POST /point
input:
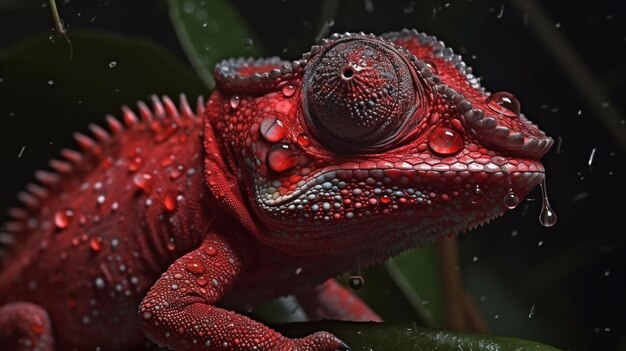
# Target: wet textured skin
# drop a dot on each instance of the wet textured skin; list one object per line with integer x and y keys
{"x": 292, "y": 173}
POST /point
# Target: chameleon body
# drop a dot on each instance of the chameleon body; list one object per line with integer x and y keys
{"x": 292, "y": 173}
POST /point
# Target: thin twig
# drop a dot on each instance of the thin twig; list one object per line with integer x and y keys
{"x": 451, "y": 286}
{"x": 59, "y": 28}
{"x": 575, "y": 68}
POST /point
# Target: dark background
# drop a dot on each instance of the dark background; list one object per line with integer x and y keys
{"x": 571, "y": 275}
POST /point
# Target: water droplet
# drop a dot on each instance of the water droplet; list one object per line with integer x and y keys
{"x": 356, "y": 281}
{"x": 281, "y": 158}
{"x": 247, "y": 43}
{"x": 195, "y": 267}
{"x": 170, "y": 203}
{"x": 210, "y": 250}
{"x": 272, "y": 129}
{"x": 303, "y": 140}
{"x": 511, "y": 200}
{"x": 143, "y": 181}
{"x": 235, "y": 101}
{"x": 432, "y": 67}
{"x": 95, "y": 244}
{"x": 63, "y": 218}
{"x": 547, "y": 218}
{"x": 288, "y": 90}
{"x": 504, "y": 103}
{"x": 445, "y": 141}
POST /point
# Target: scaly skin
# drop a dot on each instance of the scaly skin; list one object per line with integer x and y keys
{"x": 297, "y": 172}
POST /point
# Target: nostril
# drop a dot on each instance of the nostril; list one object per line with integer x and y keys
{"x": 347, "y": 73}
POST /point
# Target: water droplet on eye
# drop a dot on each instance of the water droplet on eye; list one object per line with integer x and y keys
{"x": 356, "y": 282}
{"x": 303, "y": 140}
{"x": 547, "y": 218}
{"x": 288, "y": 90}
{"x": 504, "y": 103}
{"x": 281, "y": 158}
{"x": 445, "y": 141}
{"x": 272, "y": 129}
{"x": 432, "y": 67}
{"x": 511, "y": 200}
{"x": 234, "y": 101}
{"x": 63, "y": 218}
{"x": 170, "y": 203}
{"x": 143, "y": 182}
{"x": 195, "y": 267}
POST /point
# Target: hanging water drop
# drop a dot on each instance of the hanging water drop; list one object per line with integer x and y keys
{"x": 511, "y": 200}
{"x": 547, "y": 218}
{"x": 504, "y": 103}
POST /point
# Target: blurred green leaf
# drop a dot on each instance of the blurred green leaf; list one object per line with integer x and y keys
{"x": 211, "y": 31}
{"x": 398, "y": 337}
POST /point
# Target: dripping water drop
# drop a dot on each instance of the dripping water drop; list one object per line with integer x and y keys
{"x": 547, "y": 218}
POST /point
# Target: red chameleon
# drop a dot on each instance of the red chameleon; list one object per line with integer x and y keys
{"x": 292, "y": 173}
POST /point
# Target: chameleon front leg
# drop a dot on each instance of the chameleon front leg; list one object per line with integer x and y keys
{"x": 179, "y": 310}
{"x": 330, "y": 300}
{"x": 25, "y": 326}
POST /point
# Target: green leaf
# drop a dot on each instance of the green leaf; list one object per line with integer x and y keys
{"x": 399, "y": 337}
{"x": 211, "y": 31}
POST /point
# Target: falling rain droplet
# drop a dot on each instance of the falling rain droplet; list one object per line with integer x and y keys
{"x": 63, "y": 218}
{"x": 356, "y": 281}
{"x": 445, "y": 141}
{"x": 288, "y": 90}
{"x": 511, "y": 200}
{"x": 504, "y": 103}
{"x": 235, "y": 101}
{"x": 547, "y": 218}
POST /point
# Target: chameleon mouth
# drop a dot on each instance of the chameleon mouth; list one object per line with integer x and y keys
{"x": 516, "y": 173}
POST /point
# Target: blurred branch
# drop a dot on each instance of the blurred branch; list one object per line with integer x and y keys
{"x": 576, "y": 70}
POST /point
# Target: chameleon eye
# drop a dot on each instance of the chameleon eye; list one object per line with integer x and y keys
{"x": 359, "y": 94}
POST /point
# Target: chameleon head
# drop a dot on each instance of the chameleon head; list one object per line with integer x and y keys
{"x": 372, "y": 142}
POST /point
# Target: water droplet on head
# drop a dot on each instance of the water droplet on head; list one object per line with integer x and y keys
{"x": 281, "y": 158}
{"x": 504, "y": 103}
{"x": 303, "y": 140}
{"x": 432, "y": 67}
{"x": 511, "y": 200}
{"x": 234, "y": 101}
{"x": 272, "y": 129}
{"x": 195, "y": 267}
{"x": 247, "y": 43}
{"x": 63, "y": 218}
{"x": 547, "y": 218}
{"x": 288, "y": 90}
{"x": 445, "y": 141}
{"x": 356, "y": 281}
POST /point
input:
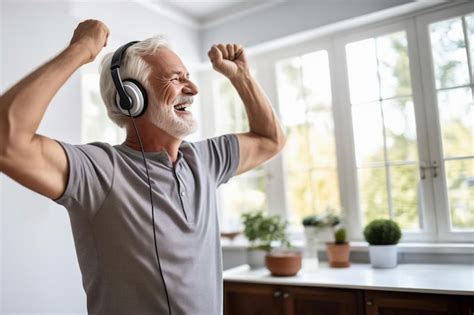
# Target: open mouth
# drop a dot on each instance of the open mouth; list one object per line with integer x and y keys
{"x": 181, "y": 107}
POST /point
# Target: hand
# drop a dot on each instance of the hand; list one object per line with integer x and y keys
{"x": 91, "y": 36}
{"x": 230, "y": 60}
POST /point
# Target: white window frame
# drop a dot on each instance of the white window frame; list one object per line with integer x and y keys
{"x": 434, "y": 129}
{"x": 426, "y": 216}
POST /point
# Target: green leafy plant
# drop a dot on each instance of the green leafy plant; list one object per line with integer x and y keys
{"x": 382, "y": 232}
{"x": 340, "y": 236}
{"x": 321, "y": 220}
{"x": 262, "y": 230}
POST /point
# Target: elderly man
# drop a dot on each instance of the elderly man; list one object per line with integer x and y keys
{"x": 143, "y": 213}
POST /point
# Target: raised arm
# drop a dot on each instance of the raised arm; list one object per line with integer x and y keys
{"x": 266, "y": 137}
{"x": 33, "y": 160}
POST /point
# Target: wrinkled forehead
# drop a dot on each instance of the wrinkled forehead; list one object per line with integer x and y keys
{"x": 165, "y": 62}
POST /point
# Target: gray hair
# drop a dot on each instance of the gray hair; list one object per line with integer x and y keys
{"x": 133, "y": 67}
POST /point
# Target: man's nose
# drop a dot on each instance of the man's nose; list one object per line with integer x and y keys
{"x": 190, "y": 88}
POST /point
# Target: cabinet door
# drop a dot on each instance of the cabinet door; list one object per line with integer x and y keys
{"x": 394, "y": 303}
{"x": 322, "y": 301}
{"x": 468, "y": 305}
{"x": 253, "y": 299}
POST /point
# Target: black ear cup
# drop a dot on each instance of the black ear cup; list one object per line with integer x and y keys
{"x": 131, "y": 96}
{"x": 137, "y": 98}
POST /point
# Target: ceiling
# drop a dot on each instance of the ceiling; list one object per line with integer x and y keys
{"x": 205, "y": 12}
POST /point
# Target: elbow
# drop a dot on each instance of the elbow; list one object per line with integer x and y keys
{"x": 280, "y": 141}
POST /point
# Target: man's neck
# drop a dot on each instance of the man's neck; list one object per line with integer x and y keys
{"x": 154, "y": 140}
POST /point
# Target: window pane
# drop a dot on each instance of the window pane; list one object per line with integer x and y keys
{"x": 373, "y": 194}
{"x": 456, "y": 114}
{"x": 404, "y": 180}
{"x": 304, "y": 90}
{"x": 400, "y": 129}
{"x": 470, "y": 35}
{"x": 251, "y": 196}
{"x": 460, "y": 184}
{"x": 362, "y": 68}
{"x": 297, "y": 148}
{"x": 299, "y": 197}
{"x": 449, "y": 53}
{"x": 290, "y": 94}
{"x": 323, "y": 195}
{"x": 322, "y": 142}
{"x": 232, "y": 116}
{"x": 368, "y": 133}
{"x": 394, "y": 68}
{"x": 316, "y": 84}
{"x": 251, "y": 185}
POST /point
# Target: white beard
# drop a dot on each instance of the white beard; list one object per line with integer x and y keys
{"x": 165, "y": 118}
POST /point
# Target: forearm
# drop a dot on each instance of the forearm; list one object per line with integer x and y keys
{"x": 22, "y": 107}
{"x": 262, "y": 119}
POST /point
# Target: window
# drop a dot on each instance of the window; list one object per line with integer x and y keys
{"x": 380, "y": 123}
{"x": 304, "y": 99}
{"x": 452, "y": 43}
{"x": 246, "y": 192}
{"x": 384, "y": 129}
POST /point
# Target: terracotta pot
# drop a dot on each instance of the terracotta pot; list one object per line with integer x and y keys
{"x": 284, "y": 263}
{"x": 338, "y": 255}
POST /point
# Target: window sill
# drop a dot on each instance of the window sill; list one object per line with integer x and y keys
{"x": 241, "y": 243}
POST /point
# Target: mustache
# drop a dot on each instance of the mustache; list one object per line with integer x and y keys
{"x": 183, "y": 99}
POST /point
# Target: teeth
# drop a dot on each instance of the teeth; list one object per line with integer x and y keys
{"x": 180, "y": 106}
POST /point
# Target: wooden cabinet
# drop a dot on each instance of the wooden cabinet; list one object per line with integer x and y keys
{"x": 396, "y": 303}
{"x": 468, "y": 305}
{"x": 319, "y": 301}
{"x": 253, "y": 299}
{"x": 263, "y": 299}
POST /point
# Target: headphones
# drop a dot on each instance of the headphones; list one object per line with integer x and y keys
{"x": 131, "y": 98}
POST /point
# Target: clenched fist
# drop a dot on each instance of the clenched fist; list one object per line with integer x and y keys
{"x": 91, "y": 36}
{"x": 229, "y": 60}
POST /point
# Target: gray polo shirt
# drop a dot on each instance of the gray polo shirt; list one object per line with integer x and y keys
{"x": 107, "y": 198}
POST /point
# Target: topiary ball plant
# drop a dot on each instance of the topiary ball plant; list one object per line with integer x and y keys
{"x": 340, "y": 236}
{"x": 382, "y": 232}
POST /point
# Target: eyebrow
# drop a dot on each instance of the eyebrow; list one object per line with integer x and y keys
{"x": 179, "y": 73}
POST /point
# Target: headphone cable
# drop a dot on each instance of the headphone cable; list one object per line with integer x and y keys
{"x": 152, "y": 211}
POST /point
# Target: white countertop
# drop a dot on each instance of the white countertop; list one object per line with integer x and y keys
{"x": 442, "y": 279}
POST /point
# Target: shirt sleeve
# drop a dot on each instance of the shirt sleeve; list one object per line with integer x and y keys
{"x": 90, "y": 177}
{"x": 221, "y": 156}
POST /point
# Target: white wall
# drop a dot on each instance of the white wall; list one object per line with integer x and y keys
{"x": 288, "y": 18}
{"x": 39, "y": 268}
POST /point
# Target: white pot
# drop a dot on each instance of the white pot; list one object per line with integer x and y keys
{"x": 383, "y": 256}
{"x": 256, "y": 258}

#####

Find every line in the data above that contains the word "neck" and copy each of those lines.

# Target: man's neck
# drop a dot on each instance of the man's neck; list one object per line with integer x and y keys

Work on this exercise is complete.